__Exercise description__: Pull out every line of the data below that contains the word "white", and copy each such line unchanged.

--- BEGIN ---

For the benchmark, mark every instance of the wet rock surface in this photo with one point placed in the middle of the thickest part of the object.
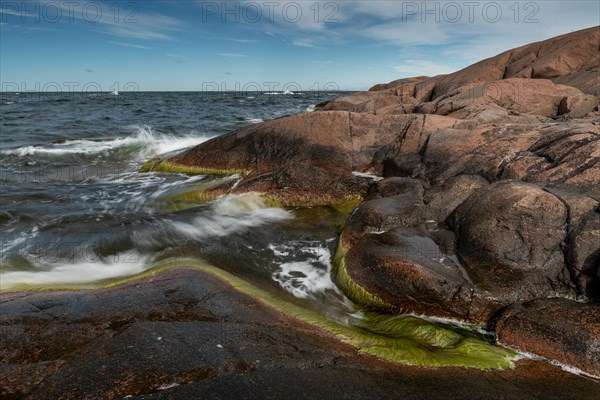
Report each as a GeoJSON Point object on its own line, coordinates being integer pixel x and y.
{"type": "Point", "coordinates": [491, 189]}
{"type": "Point", "coordinates": [557, 329]}
{"type": "Point", "coordinates": [186, 334]}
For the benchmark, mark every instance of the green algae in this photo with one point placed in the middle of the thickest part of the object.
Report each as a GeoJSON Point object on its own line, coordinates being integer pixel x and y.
{"type": "Point", "coordinates": [351, 288]}
{"type": "Point", "coordinates": [309, 200]}
{"type": "Point", "coordinates": [401, 339]}
{"type": "Point", "coordinates": [167, 166]}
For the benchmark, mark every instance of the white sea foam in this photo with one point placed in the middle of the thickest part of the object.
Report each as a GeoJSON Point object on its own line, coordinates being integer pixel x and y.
{"type": "Point", "coordinates": [146, 142]}
{"type": "Point", "coordinates": [75, 273]}
{"type": "Point", "coordinates": [307, 278]}
{"type": "Point", "coordinates": [564, 367]}
{"type": "Point", "coordinates": [367, 175]}
{"type": "Point", "coordinates": [230, 214]}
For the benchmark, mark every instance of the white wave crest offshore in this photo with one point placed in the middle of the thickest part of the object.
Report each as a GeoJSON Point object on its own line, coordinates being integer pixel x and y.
{"type": "Point", "coordinates": [147, 143]}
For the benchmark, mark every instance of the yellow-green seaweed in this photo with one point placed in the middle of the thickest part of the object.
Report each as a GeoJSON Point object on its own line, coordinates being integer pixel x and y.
{"type": "Point", "coordinates": [167, 166]}
{"type": "Point", "coordinates": [351, 288]}
{"type": "Point", "coordinates": [402, 339]}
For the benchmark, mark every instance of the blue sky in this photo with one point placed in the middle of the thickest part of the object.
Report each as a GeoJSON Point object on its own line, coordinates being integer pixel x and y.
{"type": "Point", "coordinates": [195, 45]}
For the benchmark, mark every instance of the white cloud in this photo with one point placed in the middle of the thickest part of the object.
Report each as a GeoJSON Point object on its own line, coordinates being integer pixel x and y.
{"type": "Point", "coordinates": [135, 46]}
{"type": "Point", "coordinates": [232, 55]}
{"type": "Point", "coordinates": [142, 26]}
{"type": "Point", "coordinates": [422, 67]}
{"type": "Point", "coordinates": [304, 43]}
{"type": "Point", "coordinates": [242, 40]}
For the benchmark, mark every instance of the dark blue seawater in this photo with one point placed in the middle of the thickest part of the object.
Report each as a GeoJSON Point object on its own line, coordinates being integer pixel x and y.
{"type": "Point", "coordinates": [76, 213]}
{"type": "Point", "coordinates": [74, 210]}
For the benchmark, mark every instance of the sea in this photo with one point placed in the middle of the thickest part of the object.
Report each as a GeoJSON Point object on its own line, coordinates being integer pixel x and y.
{"type": "Point", "coordinates": [76, 213]}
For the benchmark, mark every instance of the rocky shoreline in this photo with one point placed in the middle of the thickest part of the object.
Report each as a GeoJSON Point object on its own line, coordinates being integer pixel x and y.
{"type": "Point", "coordinates": [475, 197]}
{"type": "Point", "coordinates": [184, 333]}
{"type": "Point", "coordinates": [490, 193]}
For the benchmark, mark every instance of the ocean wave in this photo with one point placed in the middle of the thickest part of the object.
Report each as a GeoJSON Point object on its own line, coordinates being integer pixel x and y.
{"type": "Point", "coordinates": [230, 214]}
{"type": "Point", "coordinates": [79, 272]}
{"type": "Point", "coordinates": [255, 120]}
{"type": "Point", "coordinates": [144, 143]}
{"type": "Point", "coordinates": [307, 278]}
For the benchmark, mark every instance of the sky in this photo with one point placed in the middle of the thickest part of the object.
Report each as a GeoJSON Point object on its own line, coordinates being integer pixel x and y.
{"type": "Point", "coordinates": [193, 45]}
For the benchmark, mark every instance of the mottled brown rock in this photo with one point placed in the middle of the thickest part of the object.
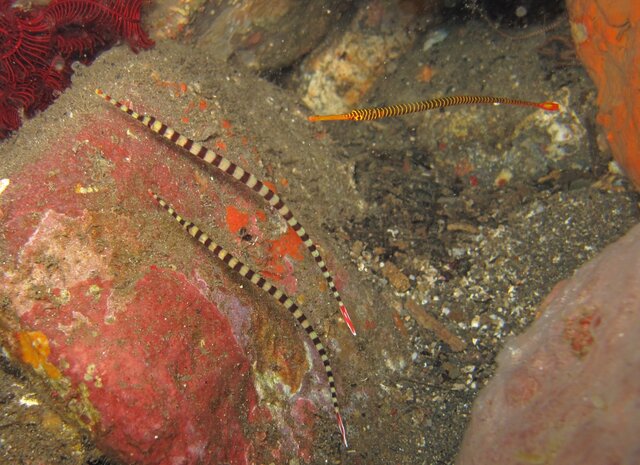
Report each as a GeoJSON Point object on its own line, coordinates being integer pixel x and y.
{"type": "Point", "coordinates": [566, 391]}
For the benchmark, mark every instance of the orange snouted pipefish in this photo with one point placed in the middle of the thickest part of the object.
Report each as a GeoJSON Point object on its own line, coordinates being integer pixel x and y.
{"type": "Point", "coordinates": [256, 279]}
{"type": "Point", "coordinates": [228, 167]}
{"type": "Point", "coordinates": [368, 114]}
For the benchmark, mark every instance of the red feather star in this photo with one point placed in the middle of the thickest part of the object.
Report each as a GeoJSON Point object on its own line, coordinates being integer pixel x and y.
{"type": "Point", "coordinates": [38, 45]}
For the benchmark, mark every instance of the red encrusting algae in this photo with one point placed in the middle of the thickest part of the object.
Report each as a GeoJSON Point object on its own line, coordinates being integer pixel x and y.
{"type": "Point", "coordinates": [38, 45]}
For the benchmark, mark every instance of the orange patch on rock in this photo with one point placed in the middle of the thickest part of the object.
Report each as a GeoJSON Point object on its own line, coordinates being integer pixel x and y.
{"type": "Point", "coordinates": [607, 37]}
{"type": "Point", "coordinates": [236, 219]}
{"type": "Point", "coordinates": [287, 244]}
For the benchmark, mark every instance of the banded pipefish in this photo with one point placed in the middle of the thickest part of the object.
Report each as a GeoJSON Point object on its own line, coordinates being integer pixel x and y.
{"type": "Point", "coordinates": [256, 279]}
{"type": "Point", "coordinates": [368, 114]}
{"type": "Point", "coordinates": [251, 181]}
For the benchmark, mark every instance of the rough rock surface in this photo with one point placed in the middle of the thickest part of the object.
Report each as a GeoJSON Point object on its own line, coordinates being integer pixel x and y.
{"type": "Point", "coordinates": [142, 336]}
{"type": "Point", "coordinates": [566, 391]}
{"type": "Point", "coordinates": [607, 38]}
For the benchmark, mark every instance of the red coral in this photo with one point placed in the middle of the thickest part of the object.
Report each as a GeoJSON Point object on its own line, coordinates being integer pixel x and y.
{"type": "Point", "coordinates": [37, 47]}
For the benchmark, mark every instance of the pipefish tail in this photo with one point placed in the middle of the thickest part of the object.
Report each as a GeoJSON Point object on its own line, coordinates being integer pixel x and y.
{"type": "Point", "coordinates": [368, 114]}
{"type": "Point", "coordinates": [280, 297]}
{"type": "Point", "coordinates": [245, 177]}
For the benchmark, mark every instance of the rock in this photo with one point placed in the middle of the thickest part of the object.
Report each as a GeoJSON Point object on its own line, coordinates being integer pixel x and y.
{"type": "Point", "coordinates": [142, 337]}
{"type": "Point", "coordinates": [607, 38]}
{"type": "Point", "coordinates": [566, 390]}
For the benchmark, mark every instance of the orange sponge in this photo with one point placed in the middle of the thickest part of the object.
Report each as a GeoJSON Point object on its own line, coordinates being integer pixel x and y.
{"type": "Point", "coordinates": [607, 37]}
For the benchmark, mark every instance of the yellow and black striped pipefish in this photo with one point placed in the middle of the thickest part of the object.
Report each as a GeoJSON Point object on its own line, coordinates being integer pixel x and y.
{"type": "Point", "coordinates": [245, 177]}
{"type": "Point", "coordinates": [257, 280]}
{"type": "Point", "coordinates": [368, 114]}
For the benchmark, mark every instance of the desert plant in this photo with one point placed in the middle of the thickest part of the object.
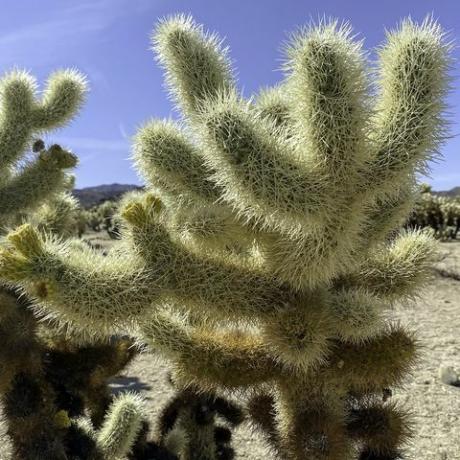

--- END ---

__Response__:
For the benchmark, mark every instance of the white sea foam in this photo with one point placed in the middle of the thickest part of the object.
For the benchmark, mark every instance of the white wave crest offshore in this photo with one point placed in the middle of the thickest part of the object.
For the benchmark, mark every instance of the white cloud in this photo with one point placed in the middle of the thickest part of the object.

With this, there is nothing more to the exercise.